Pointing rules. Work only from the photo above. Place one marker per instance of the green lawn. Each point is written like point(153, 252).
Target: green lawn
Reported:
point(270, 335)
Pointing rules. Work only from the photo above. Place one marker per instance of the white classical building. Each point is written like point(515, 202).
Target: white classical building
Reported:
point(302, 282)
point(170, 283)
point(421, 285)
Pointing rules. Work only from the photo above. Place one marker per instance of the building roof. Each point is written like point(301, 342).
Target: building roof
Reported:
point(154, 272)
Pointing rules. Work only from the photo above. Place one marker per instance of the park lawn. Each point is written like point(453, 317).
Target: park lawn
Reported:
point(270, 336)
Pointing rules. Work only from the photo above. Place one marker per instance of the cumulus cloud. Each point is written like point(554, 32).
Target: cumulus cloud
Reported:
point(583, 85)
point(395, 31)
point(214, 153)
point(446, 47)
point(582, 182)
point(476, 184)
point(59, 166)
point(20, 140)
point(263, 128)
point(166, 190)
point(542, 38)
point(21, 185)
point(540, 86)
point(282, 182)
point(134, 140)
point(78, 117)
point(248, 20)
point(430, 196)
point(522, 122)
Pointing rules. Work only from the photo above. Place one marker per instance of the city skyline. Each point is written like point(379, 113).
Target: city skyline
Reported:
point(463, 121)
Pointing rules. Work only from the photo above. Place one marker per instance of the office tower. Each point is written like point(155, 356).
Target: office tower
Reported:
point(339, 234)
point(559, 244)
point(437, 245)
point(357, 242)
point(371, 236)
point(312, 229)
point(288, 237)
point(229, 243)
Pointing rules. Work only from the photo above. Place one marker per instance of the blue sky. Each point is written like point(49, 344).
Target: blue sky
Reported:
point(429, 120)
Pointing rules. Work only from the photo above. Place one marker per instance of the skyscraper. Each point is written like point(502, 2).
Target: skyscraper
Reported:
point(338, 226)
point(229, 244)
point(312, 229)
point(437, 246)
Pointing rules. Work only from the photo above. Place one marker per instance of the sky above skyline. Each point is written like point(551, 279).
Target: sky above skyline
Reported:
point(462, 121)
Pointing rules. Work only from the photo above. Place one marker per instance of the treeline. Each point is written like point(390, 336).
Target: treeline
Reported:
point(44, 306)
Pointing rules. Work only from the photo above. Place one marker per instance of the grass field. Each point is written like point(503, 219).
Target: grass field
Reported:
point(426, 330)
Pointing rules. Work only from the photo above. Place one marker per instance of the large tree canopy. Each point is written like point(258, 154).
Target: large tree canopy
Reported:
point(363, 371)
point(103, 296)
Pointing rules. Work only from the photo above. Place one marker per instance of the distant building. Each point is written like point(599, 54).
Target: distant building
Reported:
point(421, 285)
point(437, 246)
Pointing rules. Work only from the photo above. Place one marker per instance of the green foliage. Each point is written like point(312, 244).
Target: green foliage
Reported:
########################################
## THE PROBLEM
Please copy the rows word for word, starting with the line that contains "like point(503, 219)." and going on through the final line of the rows.

## EXERCISE RESPONSE
Pointing rules. Work only from the photo above. Place one marker per instance of the grass field. Each point is written like point(503, 219).
Target: grass field
Reported:
point(426, 330)
Pointing rules. Work only from the photo above. Place one marker per instance of the large tree canopy. Each point is written like point(258, 154).
Target: large tree canopy
Reported:
point(363, 371)
point(103, 296)
Pointing rules. Work only from the photo above. Place one marker per instance of the distant building. Each point is written like point(599, 54).
Target: distant building
Reported:
point(421, 285)
point(437, 246)
Pointing rules. Work only from the photo above. Place one marker per instance of the green foliage. Each point is written like point(312, 244).
Target: green foliage
Reported:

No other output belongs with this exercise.